* Task requirements *
Swap "photograph" for "image" everywhere in the lines below and change nothing else. Leave the pictures out of your answer.

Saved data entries
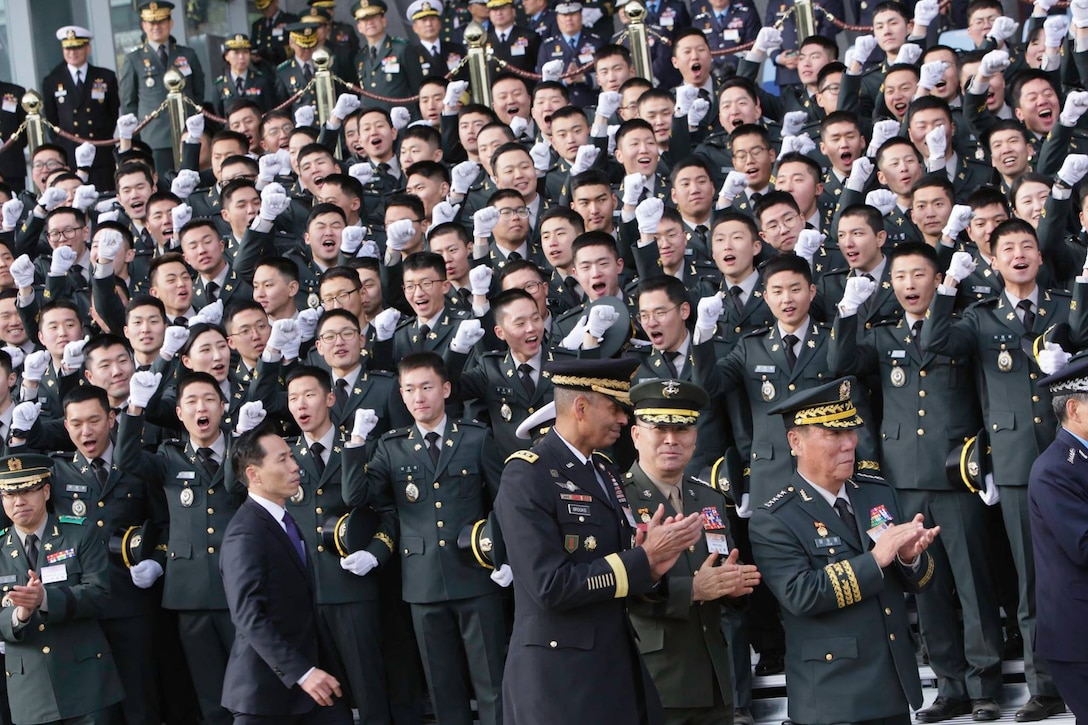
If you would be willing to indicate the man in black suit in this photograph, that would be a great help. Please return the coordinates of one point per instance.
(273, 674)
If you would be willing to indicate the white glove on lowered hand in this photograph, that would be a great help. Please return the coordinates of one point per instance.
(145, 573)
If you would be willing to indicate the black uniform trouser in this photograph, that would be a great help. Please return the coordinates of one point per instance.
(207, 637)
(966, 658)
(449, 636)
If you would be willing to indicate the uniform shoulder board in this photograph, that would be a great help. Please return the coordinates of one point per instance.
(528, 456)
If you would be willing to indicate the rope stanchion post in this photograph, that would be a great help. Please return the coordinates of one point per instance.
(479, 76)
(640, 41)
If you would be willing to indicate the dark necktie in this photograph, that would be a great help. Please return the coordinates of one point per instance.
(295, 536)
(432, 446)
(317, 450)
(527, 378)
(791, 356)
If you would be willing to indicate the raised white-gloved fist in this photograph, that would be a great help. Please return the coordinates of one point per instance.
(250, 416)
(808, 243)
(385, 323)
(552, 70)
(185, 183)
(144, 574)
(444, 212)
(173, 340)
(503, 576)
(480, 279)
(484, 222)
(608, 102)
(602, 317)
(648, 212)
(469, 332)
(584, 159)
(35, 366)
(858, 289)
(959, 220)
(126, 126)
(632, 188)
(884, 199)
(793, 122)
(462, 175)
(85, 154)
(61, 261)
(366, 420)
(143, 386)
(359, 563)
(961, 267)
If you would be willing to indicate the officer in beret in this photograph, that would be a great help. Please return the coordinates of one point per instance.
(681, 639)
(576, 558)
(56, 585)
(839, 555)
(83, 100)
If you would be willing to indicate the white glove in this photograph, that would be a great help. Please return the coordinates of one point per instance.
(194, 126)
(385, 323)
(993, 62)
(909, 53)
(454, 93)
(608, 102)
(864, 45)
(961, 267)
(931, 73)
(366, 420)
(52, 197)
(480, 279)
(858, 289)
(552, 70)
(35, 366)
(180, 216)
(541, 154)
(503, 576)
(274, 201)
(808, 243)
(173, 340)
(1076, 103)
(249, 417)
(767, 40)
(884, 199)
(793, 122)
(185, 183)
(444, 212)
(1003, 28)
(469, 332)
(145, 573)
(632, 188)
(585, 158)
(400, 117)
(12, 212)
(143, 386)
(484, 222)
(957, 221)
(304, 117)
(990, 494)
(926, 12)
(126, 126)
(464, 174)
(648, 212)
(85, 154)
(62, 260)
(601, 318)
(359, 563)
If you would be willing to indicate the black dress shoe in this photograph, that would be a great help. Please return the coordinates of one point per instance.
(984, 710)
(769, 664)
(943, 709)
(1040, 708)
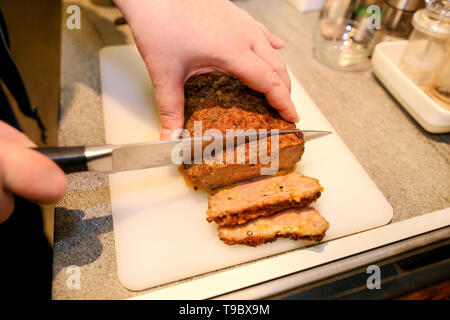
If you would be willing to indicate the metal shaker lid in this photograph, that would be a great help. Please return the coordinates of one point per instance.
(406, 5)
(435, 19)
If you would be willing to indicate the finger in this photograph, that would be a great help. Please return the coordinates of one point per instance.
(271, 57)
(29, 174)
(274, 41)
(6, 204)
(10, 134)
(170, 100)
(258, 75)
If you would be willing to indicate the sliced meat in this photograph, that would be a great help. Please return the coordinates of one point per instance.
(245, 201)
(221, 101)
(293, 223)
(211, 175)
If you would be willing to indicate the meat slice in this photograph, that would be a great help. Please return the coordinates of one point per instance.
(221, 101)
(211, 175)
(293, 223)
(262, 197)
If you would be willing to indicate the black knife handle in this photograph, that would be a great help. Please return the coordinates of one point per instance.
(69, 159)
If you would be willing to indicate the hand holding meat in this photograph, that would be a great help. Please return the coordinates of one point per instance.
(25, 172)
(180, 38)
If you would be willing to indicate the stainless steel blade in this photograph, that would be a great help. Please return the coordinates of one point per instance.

* Right answer *
If you would be willing to indicate the man in black suit in this image, that would be a great help. Please return the coordinates of one point per instance.
(273, 674)
If you would be willing to indicate the white glove on lowered hand in this image, that would be a great help. Please return the coordinates of one point per instance.
(145, 573)
If you would be willing to indicate the black uniform trouser in this image, that would be a great help. Please return the coordinates of one point per instance.
(207, 637)
(966, 658)
(449, 636)
If you would be willing to indicate the uniform shoulder board in this image, that would be a great help. Please return the coordinates of one point per instance.
(528, 456)
If you would be willing to indicate the rope stanchion post in this image, that would be a great help. Please return the coordinates of one point per instance.
(479, 76)
(640, 41)
If you would be willing to indicate the dark necktie in this image, that would be a great help. Please return the coordinates of one point per instance.
(295, 536)
(432, 446)
(317, 450)
(527, 378)
(791, 356)
If you would be willing to indicate the raised white-gloved fist in this image, that would be a great help. Please return the coordinates of one point per instance.
(250, 416)
(808, 243)
(385, 323)
(552, 70)
(185, 183)
(144, 574)
(444, 212)
(173, 340)
(503, 576)
(480, 279)
(484, 222)
(608, 102)
(602, 317)
(648, 212)
(469, 332)
(584, 159)
(35, 366)
(858, 289)
(959, 220)
(126, 126)
(632, 188)
(884, 199)
(793, 122)
(462, 175)
(85, 154)
(61, 261)
(366, 420)
(143, 386)
(359, 563)
(961, 267)
If you would be willing to indicate the officer in beret in this image, that would be a great help. Please return the coordinates of one point per instance.
(681, 639)
(576, 558)
(56, 585)
(839, 555)
(83, 100)
If you would be willing to indicate the white glove in this image, that would be a great help. Please return the coordinates of one point per instance.
(194, 126)
(385, 323)
(993, 62)
(909, 53)
(454, 93)
(608, 102)
(864, 45)
(961, 267)
(931, 73)
(366, 420)
(52, 197)
(480, 279)
(858, 289)
(552, 70)
(35, 366)
(180, 216)
(541, 154)
(503, 576)
(274, 201)
(808, 243)
(173, 340)
(1076, 103)
(249, 417)
(767, 40)
(884, 199)
(793, 122)
(185, 183)
(444, 212)
(1003, 28)
(469, 332)
(145, 573)
(632, 188)
(585, 158)
(400, 117)
(12, 212)
(143, 386)
(484, 222)
(957, 221)
(304, 117)
(990, 494)
(926, 12)
(126, 126)
(464, 174)
(648, 212)
(85, 154)
(62, 260)
(601, 318)
(359, 563)
If you would be willing to indicate the black dress shoe in this image, that would be a great help. Please return the coordinates of one point per instance.
(984, 710)
(769, 664)
(943, 709)
(1040, 708)
If you would be willing to indicate the metal shaker lid in this image, that would be a great help. Please return the coordinates of one point per instance.
(406, 5)
(435, 19)
If you would be willing to indicate the finger in this image, that would be a great help. Please return the coordinates of one point per instance.
(271, 57)
(29, 174)
(274, 41)
(6, 204)
(10, 134)
(170, 100)
(258, 75)
If you would be willing to indicate the sliced meat in this image, that would be a great help. Please return the coordinates of one point per instance.
(245, 201)
(221, 101)
(293, 223)
(211, 175)
If you would be willing to indicate the meat slice in this image, that would be a great help. Please return the coordinates of one point per instance.
(221, 101)
(211, 175)
(293, 223)
(262, 197)
If you would be willing to indicate the black knife handle in this image, that would be a great help. Please return the coordinates of one point per instance.
(69, 159)
If you would be willing to indicate the hand holding meat in this image, that would be a great help. Please return the coordinates of one point per instance.
(25, 172)
(180, 38)
If you would be willing to indicate the stainless steel blade in this image, that would be a great help. Please return the coordinates of one point per instance.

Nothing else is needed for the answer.